EXCERPTED TEXT:
⟨

Police from more than 10 European countries have arrested 75 people throughout Europe involved in smuggling people from Iraq and other countries into northern Europe, French officials said.
 
Some 1,300 police officers from 10 countries were involved in the sweep, dubbed Operation Baghdad.
 
Investigators believe hundreds of people have been smuggled from Iraq, Afghanistan and elsewhere to Britain and Scandinavia.
 
Nearly a third of the arrests were made in France on Monday. Other countries involved in the sweep were Belgium, Britain, Denmark, France, Germany, Greece, Holland, Ireland, Norway and Sweden.
 
The smuggled immigrants were mostly Iraqi Kurds but also included nationals from Afghanistan, Bangladesh, Iran, China and Turkey.
 
French and German authorities said those smuggled paid between $9,300 and $21,000 to be taken to Europe.
 
The smuggling network was operated by men of various nationalities, many of whom were of Middle Eastern descent.

⟩

DATASET CONTENT:
⟨

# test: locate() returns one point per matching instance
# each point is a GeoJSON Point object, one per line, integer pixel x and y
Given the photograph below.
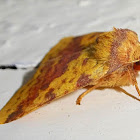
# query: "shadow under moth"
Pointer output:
{"type": "Point", "coordinates": [98, 59]}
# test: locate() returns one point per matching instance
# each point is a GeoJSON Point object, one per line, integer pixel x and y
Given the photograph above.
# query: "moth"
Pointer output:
{"type": "Point", "coordinates": [98, 59]}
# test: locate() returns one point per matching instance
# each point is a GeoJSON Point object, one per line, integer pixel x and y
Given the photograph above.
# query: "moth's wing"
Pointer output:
{"type": "Point", "coordinates": [68, 66]}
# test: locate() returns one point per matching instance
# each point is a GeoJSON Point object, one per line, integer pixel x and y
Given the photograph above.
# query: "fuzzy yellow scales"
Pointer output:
{"type": "Point", "coordinates": [99, 59]}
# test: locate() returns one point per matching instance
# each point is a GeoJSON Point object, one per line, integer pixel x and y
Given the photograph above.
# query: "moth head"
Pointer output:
{"type": "Point", "coordinates": [128, 46]}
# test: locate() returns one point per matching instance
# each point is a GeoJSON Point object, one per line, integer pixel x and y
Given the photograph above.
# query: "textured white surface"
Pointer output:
{"type": "Point", "coordinates": [28, 29]}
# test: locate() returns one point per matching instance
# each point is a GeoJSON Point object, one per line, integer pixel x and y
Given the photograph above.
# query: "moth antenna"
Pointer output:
{"type": "Point", "coordinates": [133, 78]}
{"type": "Point", "coordinates": [86, 92]}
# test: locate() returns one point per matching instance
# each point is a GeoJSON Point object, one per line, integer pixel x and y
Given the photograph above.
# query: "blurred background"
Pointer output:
{"type": "Point", "coordinates": [28, 29]}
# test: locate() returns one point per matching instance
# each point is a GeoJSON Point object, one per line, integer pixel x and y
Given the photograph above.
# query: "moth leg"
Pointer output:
{"type": "Point", "coordinates": [85, 93]}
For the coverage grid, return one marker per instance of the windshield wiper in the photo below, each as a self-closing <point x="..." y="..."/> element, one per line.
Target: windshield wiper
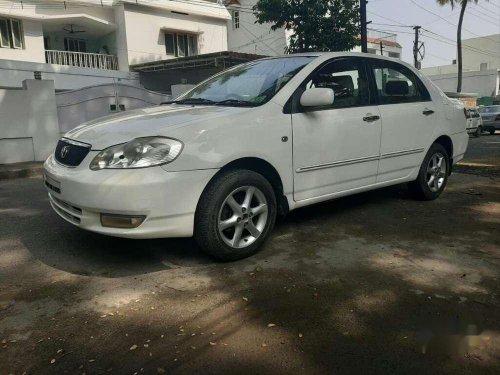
<point x="243" y="103"/>
<point x="193" y="101"/>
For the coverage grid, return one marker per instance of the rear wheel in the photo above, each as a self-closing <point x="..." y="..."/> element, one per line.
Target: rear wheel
<point x="235" y="215"/>
<point x="433" y="174"/>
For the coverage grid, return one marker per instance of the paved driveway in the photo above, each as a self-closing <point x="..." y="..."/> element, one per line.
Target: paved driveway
<point x="372" y="283"/>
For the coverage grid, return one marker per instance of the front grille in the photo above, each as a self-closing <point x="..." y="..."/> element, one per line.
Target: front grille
<point x="71" y="153"/>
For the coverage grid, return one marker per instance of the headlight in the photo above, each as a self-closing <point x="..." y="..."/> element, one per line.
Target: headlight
<point x="138" y="153"/>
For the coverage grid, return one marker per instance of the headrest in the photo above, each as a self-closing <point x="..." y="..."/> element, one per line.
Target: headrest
<point x="397" y="88"/>
<point x="344" y="81"/>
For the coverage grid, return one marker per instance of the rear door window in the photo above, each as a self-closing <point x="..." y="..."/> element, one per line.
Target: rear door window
<point x="397" y="84"/>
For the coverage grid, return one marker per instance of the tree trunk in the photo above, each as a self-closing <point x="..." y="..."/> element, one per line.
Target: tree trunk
<point x="459" y="45"/>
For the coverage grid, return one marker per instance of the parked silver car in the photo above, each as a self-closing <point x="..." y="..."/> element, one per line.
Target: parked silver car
<point x="491" y="118"/>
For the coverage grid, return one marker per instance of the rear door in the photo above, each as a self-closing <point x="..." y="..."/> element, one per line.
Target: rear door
<point x="408" y="115"/>
<point x="336" y="148"/>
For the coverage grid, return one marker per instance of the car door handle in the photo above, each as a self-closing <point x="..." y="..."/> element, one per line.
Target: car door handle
<point x="371" y="118"/>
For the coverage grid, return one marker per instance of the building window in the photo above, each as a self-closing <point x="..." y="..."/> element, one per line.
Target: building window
<point x="181" y="45"/>
<point x="75" y="45"/>
<point x="236" y="20"/>
<point x="11" y="33"/>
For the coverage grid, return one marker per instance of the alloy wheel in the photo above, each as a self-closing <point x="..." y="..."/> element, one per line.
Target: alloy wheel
<point x="243" y="217"/>
<point x="436" y="172"/>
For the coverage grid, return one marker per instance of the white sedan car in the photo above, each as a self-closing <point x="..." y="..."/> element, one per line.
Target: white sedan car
<point x="255" y="141"/>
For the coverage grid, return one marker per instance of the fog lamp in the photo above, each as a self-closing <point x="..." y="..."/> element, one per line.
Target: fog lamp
<point x="121" y="221"/>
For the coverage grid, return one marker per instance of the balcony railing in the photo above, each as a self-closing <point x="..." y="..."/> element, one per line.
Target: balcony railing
<point x="82" y="59"/>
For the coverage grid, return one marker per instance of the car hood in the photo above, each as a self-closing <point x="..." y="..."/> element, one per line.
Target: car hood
<point x="153" y="121"/>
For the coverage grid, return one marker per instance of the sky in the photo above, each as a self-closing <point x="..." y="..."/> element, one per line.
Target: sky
<point x="480" y="20"/>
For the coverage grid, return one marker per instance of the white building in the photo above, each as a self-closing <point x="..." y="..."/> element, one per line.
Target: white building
<point x="67" y="40"/>
<point x="246" y="36"/>
<point x="382" y="43"/>
<point x="481" y="68"/>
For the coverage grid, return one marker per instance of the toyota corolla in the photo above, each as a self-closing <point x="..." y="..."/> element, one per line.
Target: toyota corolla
<point x="253" y="142"/>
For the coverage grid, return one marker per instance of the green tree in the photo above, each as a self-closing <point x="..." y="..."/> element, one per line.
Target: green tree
<point x="317" y="25"/>
<point x="463" y="6"/>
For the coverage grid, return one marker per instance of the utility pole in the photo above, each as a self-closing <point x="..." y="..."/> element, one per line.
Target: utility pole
<point x="364" y="33"/>
<point x="416" y="47"/>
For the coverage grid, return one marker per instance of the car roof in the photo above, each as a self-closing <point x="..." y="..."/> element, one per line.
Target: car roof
<point x="330" y="55"/>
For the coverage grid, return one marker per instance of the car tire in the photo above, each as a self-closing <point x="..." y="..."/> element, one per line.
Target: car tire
<point x="228" y="224"/>
<point x="433" y="175"/>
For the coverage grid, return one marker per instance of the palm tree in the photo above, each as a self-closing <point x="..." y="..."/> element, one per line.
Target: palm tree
<point x="463" y="5"/>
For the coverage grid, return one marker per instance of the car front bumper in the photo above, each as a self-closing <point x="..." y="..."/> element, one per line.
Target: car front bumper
<point x="168" y="200"/>
<point x="491" y="125"/>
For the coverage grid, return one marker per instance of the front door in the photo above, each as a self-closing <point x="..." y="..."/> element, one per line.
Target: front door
<point x="408" y="117"/>
<point x="336" y="149"/>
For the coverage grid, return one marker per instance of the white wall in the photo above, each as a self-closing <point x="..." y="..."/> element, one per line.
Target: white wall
<point x="28" y="122"/>
<point x="12" y="73"/>
<point x="33" y="50"/>
<point x="78" y="106"/>
<point x="146" y="39"/>
<point x="254" y="38"/>
<point x="475" y="51"/>
<point x="483" y="83"/>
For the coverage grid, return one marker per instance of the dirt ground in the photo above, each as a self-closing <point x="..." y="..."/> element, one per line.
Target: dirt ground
<point x="373" y="283"/>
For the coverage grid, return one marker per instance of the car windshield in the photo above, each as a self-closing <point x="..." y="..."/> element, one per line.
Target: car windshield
<point x="492" y="109"/>
<point x="250" y="84"/>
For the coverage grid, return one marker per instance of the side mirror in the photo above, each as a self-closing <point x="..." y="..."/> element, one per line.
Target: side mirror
<point x="317" y="97"/>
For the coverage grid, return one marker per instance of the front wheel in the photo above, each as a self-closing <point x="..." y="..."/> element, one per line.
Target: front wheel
<point x="235" y="215"/>
<point x="433" y="174"/>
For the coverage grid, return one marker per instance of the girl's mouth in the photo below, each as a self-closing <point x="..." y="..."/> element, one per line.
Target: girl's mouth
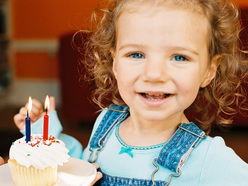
<point x="155" y="96"/>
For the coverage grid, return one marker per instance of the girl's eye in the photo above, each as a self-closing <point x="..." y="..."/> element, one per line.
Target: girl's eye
<point x="136" y="55"/>
<point x="179" y="58"/>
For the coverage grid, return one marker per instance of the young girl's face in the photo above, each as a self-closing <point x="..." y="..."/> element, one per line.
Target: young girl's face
<point x="161" y="60"/>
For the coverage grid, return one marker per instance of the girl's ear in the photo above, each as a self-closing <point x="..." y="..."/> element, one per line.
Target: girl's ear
<point x="112" y="51"/>
<point x="212" y="70"/>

⟩

SET EXERCISE:
Can you repeat the part of the smuggling-arrests article starting at "Investigators believe hundreds" and ending at "taken to Europe.", word for word? The entries come from a separate source unrelated to the article.

TASK ANSWER:
Investigators believe hundreds of people have been smuggled from Iraq, Afghanistan and elsewhere to Britain and Scandinavia.
 
Nearly a third of the arrests were made in France on Monday. Other countries involved in the sweep were Belgium, Britain, Denmark, France, Germany, Greece, Holland, Ireland, Norway and Sweden.
 
The smuggled immigrants were mostly Iraqi Kurds but also included nationals from Afghanistan, Bangladesh, Iran, China and Turkey.
 
French and German authorities said those smuggled paid between $9,300 and $21,000 to be taken to Europe.